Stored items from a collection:
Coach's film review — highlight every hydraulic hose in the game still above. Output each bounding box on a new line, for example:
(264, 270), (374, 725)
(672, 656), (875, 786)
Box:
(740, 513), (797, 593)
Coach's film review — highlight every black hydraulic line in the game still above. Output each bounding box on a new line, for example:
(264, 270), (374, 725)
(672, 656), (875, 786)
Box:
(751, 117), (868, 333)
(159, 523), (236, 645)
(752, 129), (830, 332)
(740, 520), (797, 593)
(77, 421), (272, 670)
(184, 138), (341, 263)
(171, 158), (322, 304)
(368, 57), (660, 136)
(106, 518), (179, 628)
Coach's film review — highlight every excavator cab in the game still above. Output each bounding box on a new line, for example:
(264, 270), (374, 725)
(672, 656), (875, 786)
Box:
--
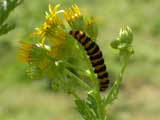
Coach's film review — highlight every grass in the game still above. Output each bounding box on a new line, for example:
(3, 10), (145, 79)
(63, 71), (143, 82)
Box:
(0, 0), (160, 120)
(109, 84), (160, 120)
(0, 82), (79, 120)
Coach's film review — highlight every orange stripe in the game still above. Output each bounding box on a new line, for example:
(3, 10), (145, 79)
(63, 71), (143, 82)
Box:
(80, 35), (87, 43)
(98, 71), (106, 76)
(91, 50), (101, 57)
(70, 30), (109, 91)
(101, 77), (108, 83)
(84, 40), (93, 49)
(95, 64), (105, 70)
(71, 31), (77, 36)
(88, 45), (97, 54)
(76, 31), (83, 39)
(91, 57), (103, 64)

## Your objective
Search the entries for the string "hydraulic" and return each line where it turns up.

## Task output
Coach's film review — highlight every hydraulic hose in the game still above. Output each bounding box on a new line, for example:
Coach's film review — highlight every black hydraulic line in the game still above. Output each bounding box on a new line, for example:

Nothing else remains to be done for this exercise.